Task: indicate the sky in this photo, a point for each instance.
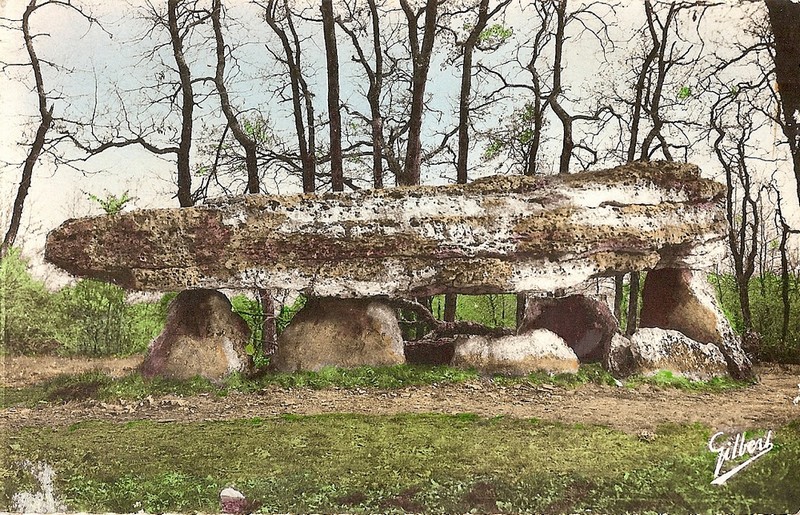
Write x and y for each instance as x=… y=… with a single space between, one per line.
x=89 y=52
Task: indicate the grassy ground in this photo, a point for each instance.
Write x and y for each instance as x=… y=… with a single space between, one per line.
x=96 y=385
x=431 y=463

+ + + + +

**Activity:**
For each line above that contains "Task", make a copy.

**Response area:**
Task: indicate the sky in this photo, a point for each instance.
Task: indicate the grassy ground in this photo, a point for each instance.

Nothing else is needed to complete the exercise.